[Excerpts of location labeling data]

⟨

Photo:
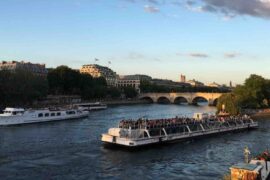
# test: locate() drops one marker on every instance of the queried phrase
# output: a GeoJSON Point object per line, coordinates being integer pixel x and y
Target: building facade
{"type": "Point", "coordinates": [195, 83]}
{"type": "Point", "coordinates": [214, 84]}
{"type": "Point", "coordinates": [37, 69]}
{"type": "Point", "coordinates": [130, 80]}
{"type": "Point", "coordinates": [100, 71]}
{"type": "Point", "coordinates": [182, 78]}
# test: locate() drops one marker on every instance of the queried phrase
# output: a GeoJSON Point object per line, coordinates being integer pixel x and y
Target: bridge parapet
{"type": "Point", "coordinates": [189, 97]}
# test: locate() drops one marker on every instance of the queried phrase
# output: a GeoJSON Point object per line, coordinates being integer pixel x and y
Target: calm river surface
{"type": "Point", "coordinates": [72, 149]}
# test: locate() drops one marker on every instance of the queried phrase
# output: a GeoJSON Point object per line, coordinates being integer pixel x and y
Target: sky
{"type": "Point", "coordinates": [207, 40]}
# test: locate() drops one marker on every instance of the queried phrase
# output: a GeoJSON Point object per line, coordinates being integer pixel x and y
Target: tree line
{"type": "Point", "coordinates": [21, 87]}
{"type": "Point", "coordinates": [253, 94]}
{"type": "Point", "coordinates": [148, 87]}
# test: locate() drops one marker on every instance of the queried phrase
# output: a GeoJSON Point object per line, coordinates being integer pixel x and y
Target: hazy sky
{"type": "Point", "coordinates": [209, 40]}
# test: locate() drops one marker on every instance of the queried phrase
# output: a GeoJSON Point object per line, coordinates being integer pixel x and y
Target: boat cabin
{"type": "Point", "coordinates": [200, 116]}
{"type": "Point", "coordinates": [13, 111]}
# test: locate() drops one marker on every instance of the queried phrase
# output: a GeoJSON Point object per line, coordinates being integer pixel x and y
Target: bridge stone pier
{"type": "Point", "coordinates": [190, 98]}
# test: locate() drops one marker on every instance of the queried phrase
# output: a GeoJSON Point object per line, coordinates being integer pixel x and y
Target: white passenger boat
{"type": "Point", "coordinates": [92, 106]}
{"type": "Point", "coordinates": [145, 132]}
{"type": "Point", "coordinates": [13, 116]}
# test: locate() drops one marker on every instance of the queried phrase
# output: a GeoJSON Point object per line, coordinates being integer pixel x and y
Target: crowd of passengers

⟩

Retype the whole listing exactly and leave the pictures out.

### THE OUTPUT
Photo:
# test: locate() drops one marker on every instance of the queried phrase
# output: a GeoJSON Point object per line, coordinates being integer pixel x and y
Target: building facade
{"type": "Point", "coordinates": [195, 83]}
{"type": "Point", "coordinates": [214, 84]}
{"type": "Point", "coordinates": [37, 69]}
{"type": "Point", "coordinates": [130, 80]}
{"type": "Point", "coordinates": [100, 71]}
{"type": "Point", "coordinates": [182, 78]}
# test: locate() drops one marker on every instance of the queried phrase
# output: a GeoJSON Point object per line, coordinates being integer pixel x and y
Target: bridge parapet
{"type": "Point", "coordinates": [189, 97]}
# test: locate() drops one marker on every instance of the queried phrase
# output: a GeoJSON Point object per line, coordinates being integer pixel x and y
Target: calm river surface
{"type": "Point", "coordinates": [72, 149]}
# test: locate() drops one marker on every instance of the queried phrase
# output: a GeoJSON Point object per line, coordinates being integer pixel x and y
Target: sky
{"type": "Point", "coordinates": [207, 40]}
# test: locate() drops one marker on every instance of the queried phrase
# output: a GeoJSON Point object per line, coordinates being integer pixel x and y
Target: tree line
{"type": "Point", "coordinates": [21, 87]}
{"type": "Point", "coordinates": [253, 94]}
{"type": "Point", "coordinates": [148, 87]}
# test: locate() drops one marker on every instance of the queried phrase
# output: a GeoJSON Point object per line, coordinates being integer pixel x and y
Target: hazy sky
{"type": "Point", "coordinates": [209, 40]}
# test: locate() drops one marker on every instance of the queried phrase
# output: a GeoJSON Point object per line, coordinates being integer pixel x and y
Target: boat cabin
{"type": "Point", "coordinates": [200, 116]}
{"type": "Point", "coordinates": [13, 111]}
# test: locate() drops one marker on every instance of the queried phrase
# output: a GeoJSON Point object per line, coordinates being integer pixel x and y
Target: bridge stone pier
{"type": "Point", "coordinates": [190, 98]}
# test: locate() drops one marker on every instance of the queried phrase
# output: a GeoJSON Point object per line, coordinates being integer pixel x and y
Target: white passenger boat
{"type": "Point", "coordinates": [92, 106]}
{"type": "Point", "coordinates": [145, 132]}
{"type": "Point", "coordinates": [13, 116]}
# test: locate() drops one marker on every instance of the queried phrase
# output: a GeoJSON Point object per line, coordinates being integer pixel x and y
Target: crowd of passengers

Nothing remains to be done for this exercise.